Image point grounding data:
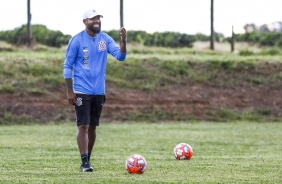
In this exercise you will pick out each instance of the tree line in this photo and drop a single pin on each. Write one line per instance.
(41, 34)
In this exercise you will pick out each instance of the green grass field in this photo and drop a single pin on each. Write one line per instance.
(238, 152)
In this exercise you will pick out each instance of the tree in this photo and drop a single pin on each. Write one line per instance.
(212, 28)
(121, 13)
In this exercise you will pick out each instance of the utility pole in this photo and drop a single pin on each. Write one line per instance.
(29, 31)
(212, 28)
(232, 40)
(121, 13)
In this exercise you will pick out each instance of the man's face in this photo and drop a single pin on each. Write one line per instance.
(93, 24)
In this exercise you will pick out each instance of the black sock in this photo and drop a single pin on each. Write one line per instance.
(89, 155)
(84, 158)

EXERCISE OBJECTIVE: Your task is to restate, word for word, the line with "of the man's" and all lines after it, ending with the last line of the data.

COMPLETED EXERCISE:
In this exercise you will pick out each instance of the man's face in this photo and drop a single pin on each. Write one line per instance.
(93, 24)
In this exercise you will pick out each instance of the black sock in this photo and drop a single pin on each. Write one line per instance.
(89, 155)
(84, 158)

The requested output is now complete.